● **Brief**:
Only lines holding "wooden" are wanted; copy each of them from the records below.
===== Materials provided
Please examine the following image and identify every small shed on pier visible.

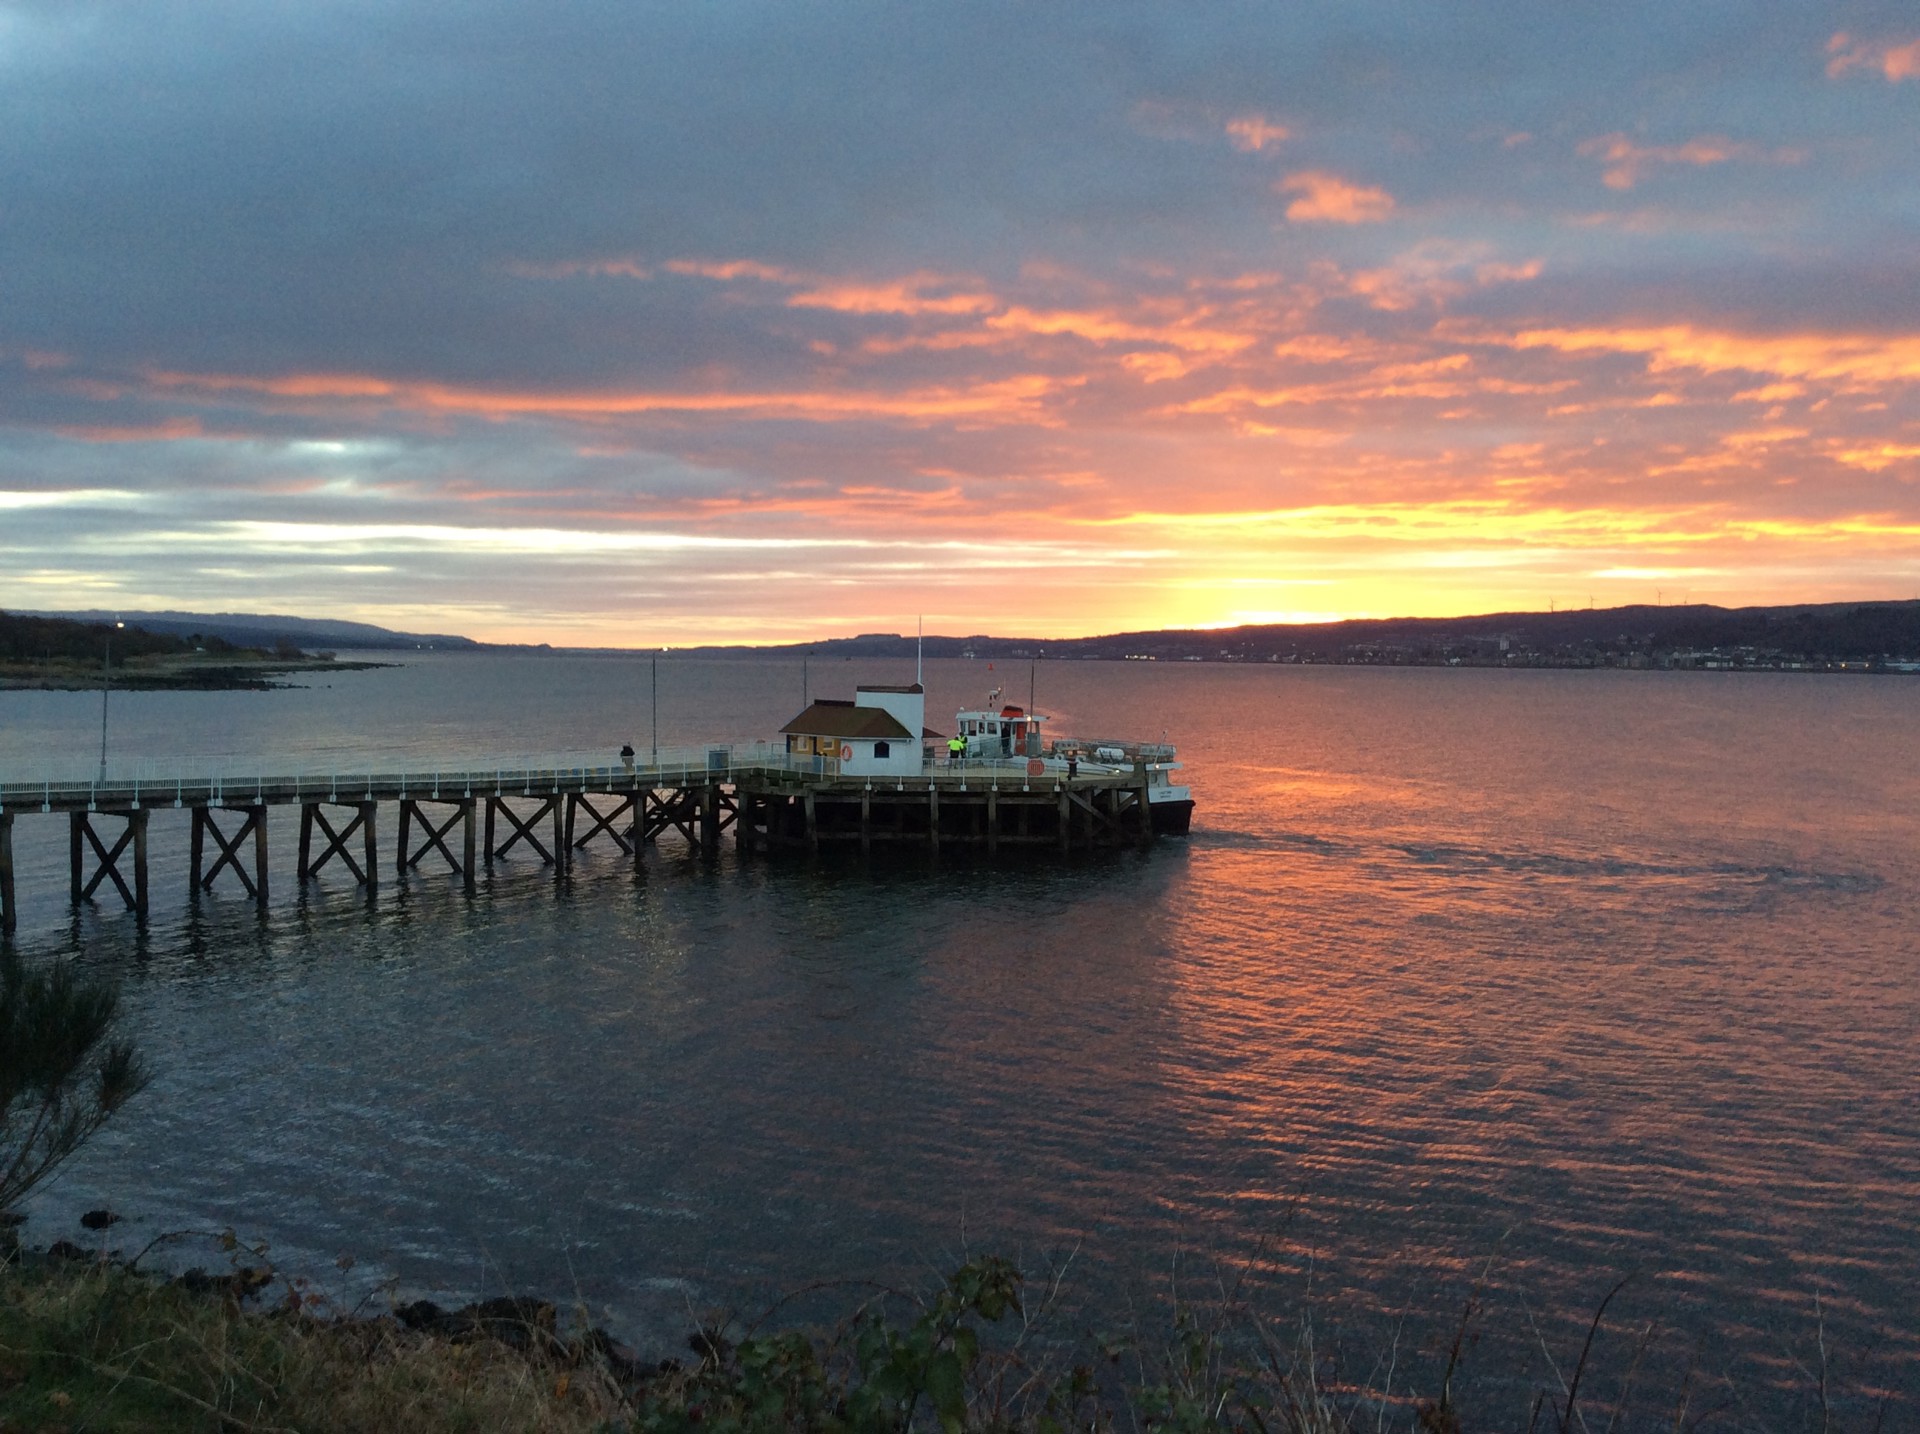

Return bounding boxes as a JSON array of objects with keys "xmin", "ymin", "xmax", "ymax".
[{"xmin": 781, "ymin": 684, "xmax": 933, "ymax": 777}]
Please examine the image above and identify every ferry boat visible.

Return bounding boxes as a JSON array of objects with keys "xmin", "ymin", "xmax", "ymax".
[{"xmin": 952, "ymin": 689, "xmax": 1194, "ymax": 836}]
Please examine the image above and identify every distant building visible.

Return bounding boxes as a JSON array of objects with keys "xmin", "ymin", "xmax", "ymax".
[{"xmin": 779, "ymin": 683, "xmax": 938, "ymax": 777}]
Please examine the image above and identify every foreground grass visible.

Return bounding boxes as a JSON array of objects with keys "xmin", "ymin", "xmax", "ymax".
[
  {"xmin": 0, "ymin": 1252, "xmax": 630, "ymax": 1433},
  {"xmin": 0, "ymin": 1243, "xmax": 1890, "ymax": 1432},
  {"xmin": 1, "ymin": 1248, "xmax": 1356, "ymax": 1434}
]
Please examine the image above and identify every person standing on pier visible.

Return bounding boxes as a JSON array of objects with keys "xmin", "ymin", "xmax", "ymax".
[
  {"xmin": 620, "ymin": 743, "xmax": 636, "ymax": 774},
  {"xmin": 948, "ymin": 735, "xmax": 966, "ymax": 764}
]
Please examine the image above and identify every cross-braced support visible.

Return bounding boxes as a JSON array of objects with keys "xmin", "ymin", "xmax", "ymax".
[
  {"xmin": 565, "ymin": 793, "xmax": 641, "ymax": 869},
  {"xmin": 298, "ymin": 801, "xmax": 378, "ymax": 890},
  {"xmin": 638, "ymin": 788, "xmax": 700, "ymax": 848},
  {"xmin": 69, "ymin": 809, "xmax": 149, "ymax": 916},
  {"xmin": 397, "ymin": 798, "xmax": 477, "ymax": 892},
  {"xmin": 484, "ymin": 795, "xmax": 564, "ymax": 868},
  {"xmin": 189, "ymin": 805, "xmax": 269, "ymax": 905}
]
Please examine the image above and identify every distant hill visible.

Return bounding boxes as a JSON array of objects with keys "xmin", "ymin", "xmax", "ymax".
[
  {"xmin": 679, "ymin": 600, "xmax": 1920, "ymax": 667},
  {"xmin": 32, "ymin": 610, "xmax": 479, "ymax": 652},
  {"xmin": 22, "ymin": 600, "xmax": 1920, "ymax": 667}
]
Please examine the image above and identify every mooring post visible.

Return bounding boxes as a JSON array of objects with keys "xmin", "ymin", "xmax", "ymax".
[
  {"xmin": 69, "ymin": 812, "xmax": 84, "ymax": 904},
  {"xmin": 361, "ymin": 801, "xmax": 378, "ymax": 891},
  {"xmin": 928, "ymin": 785, "xmax": 940, "ymax": 855},
  {"xmin": 1135, "ymin": 763, "xmax": 1154, "ymax": 849},
  {"xmin": 803, "ymin": 789, "xmax": 817, "ymax": 852},
  {"xmin": 1, "ymin": 812, "xmax": 17, "ymax": 937},
  {"xmin": 552, "ymin": 798, "xmax": 567, "ymax": 871},
  {"xmin": 250, "ymin": 804, "xmax": 268, "ymax": 906},
  {"xmin": 1057, "ymin": 786, "xmax": 1071, "ymax": 853},
  {"xmin": 701, "ymin": 783, "xmax": 720, "ymax": 856},
  {"xmin": 132, "ymin": 809, "xmax": 149, "ymax": 917},
  {"xmin": 462, "ymin": 799, "xmax": 477, "ymax": 894},
  {"xmin": 985, "ymin": 788, "xmax": 998, "ymax": 855},
  {"xmin": 860, "ymin": 787, "xmax": 871, "ymax": 856}
]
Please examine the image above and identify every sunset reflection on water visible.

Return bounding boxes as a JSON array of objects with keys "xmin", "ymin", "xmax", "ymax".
[{"xmin": 0, "ymin": 657, "xmax": 1914, "ymax": 1420}]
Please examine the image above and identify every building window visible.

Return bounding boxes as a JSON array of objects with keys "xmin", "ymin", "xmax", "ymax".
[{"xmin": 873, "ymin": 740, "xmax": 890, "ymax": 758}]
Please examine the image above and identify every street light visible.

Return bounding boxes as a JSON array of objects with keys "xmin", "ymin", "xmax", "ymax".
[{"xmin": 98, "ymin": 619, "xmax": 124, "ymax": 782}]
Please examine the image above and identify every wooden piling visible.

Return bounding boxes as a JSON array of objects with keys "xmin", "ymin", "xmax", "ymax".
[
  {"xmin": 251, "ymin": 806, "xmax": 268, "ymax": 905},
  {"xmin": 0, "ymin": 812, "xmax": 14, "ymax": 937},
  {"xmin": 134, "ymin": 809, "xmax": 150, "ymax": 915}
]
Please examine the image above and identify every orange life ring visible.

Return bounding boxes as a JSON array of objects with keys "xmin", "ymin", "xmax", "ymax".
[{"xmin": 840, "ymin": 743, "xmax": 854, "ymax": 761}]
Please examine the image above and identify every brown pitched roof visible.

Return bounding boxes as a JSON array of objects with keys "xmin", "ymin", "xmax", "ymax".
[{"xmin": 780, "ymin": 700, "xmax": 913, "ymax": 740}]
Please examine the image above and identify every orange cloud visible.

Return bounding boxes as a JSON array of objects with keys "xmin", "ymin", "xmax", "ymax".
[
  {"xmin": 1834, "ymin": 443, "xmax": 1920, "ymax": 471},
  {"xmin": 1827, "ymin": 32, "xmax": 1920, "ymax": 81},
  {"xmin": 986, "ymin": 305, "xmax": 1253, "ymax": 356},
  {"xmin": 662, "ymin": 258, "xmax": 801, "ymax": 283},
  {"xmin": 1225, "ymin": 114, "xmax": 1290, "ymax": 152},
  {"xmin": 1576, "ymin": 133, "xmax": 1806, "ymax": 189},
  {"xmin": 1462, "ymin": 322, "xmax": 1920, "ymax": 385},
  {"xmin": 54, "ymin": 417, "xmax": 205, "ymax": 442},
  {"xmin": 1277, "ymin": 171, "xmax": 1395, "ymax": 223},
  {"xmin": 787, "ymin": 278, "xmax": 995, "ymax": 316},
  {"xmin": 144, "ymin": 368, "xmax": 1065, "ymax": 425}
]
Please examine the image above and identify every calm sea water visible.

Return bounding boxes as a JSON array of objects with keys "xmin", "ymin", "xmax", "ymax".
[{"xmin": 2, "ymin": 655, "xmax": 1916, "ymax": 1424}]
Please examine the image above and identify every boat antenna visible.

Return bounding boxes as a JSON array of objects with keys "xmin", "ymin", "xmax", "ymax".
[{"xmin": 1028, "ymin": 657, "xmax": 1035, "ymax": 715}]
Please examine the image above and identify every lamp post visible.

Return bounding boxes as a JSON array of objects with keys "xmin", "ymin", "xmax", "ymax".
[
  {"xmin": 98, "ymin": 619, "xmax": 124, "ymax": 782},
  {"xmin": 651, "ymin": 650, "xmax": 658, "ymax": 763}
]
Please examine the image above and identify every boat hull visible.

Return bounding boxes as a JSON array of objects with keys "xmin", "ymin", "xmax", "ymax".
[{"xmin": 1149, "ymin": 797, "xmax": 1195, "ymax": 836}]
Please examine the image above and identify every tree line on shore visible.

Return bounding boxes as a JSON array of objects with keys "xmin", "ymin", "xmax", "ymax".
[{"xmin": 0, "ymin": 611, "xmax": 303, "ymax": 668}]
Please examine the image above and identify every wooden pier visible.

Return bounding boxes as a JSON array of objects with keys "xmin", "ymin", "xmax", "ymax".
[{"xmin": 0, "ymin": 750, "xmax": 1168, "ymax": 935}]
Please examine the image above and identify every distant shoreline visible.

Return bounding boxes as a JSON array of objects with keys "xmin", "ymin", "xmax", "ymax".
[{"xmin": 0, "ymin": 656, "xmax": 393, "ymax": 693}]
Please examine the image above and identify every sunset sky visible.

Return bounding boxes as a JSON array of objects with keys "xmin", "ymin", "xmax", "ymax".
[{"xmin": 3, "ymin": 3, "xmax": 1918, "ymax": 645}]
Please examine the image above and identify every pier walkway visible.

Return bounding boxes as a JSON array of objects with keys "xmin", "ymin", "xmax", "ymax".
[{"xmin": 0, "ymin": 743, "xmax": 1165, "ymax": 933}]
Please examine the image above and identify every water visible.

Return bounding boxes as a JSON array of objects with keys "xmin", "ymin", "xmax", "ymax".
==========
● **Response to the exercise**:
Please examine the image above and identify every wooden piling visible.
Please examine the image above and identify every wooden pier visible.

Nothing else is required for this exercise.